[Data to use]
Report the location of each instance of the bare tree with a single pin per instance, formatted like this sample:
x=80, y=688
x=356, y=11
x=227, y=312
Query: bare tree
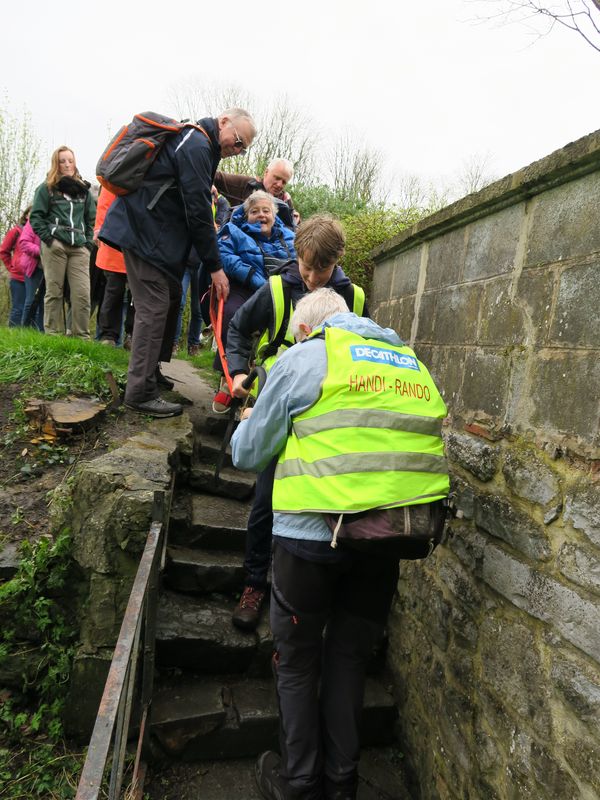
x=412, y=193
x=20, y=154
x=475, y=174
x=580, y=16
x=355, y=171
x=283, y=131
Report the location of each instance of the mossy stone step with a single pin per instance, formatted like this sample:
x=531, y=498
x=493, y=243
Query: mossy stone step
x=197, y=718
x=216, y=523
x=197, y=633
x=203, y=571
x=230, y=483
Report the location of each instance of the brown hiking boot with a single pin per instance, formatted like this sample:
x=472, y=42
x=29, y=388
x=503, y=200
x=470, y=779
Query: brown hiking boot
x=247, y=611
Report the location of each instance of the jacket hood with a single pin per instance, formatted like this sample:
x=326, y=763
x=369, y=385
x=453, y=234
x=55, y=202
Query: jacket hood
x=73, y=187
x=291, y=274
x=365, y=327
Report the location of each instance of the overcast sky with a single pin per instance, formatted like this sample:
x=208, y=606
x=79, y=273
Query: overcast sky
x=419, y=81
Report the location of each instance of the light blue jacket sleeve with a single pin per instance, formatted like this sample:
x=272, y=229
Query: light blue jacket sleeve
x=293, y=385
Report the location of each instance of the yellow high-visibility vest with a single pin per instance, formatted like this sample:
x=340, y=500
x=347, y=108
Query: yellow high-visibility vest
x=372, y=440
x=266, y=358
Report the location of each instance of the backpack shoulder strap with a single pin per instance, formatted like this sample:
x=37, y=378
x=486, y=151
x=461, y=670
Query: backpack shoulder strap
x=358, y=300
x=281, y=298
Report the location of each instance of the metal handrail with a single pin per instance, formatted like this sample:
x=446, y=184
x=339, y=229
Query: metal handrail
x=114, y=713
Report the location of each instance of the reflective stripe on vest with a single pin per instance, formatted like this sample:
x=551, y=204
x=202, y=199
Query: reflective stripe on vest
x=371, y=440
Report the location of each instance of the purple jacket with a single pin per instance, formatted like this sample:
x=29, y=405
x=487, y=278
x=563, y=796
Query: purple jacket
x=27, y=252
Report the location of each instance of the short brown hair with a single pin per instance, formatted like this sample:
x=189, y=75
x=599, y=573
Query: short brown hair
x=320, y=241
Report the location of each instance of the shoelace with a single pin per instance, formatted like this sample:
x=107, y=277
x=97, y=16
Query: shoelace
x=251, y=598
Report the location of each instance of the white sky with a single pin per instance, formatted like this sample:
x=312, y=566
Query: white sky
x=418, y=81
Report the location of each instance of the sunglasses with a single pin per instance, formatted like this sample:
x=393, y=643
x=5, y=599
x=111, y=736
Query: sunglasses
x=239, y=143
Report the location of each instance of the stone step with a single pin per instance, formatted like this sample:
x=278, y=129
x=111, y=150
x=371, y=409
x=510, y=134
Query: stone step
x=215, y=424
x=209, y=448
x=197, y=633
x=231, y=482
x=380, y=779
x=196, y=717
x=216, y=523
x=203, y=571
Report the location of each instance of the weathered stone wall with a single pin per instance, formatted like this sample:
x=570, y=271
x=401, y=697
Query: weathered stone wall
x=108, y=507
x=495, y=640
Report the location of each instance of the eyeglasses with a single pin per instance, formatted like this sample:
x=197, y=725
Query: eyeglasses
x=239, y=143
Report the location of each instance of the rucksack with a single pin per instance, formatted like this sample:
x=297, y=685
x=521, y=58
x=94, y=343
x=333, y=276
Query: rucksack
x=130, y=153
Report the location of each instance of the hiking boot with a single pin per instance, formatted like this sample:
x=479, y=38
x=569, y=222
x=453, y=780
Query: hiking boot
[/Data to use]
**About this task:** What goes in the answer is the run of lines from the one holding "Report the location of each instance of the sunglasses" to the end of the entries, reproduced exactly and with nothing else.

**Answer section:**
Report the location of each instance of the sunglasses with a single pin per instance, formatted like this sample:
x=393, y=643
x=5, y=599
x=111, y=736
Query: sunglasses
x=239, y=143
Report the location of each instance of the stone step with a single pin per instance, formatted like this sample:
x=278, y=129
x=111, y=150
x=371, y=409
x=510, y=134
Query: stone step
x=215, y=424
x=209, y=448
x=197, y=633
x=231, y=482
x=380, y=779
x=196, y=717
x=216, y=523
x=203, y=571
Report the location of each instance of the weathered stone wall with a single pin per instance, formatted like this sample:
x=570, y=271
x=401, y=697
Query: weathered stone wall
x=108, y=507
x=495, y=640
Report the location of each instance of the eyeglasses with a single pin per instance, formatted like this sample:
x=197, y=725
Query: eyeglasses
x=239, y=143
Report the location of each instance of the rucksack with a single pin per instance, formatted like this sample:
x=297, y=685
x=521, y=58
x=94, y=343
x=333, y=276
Query: rucksack
x=130, y=153
Report the location of each instance of the hiking boot with a single pin per instance, formatted like this sample:
x=479, y=38
x=569, y=222
x=453, y=780
Query: hiking boot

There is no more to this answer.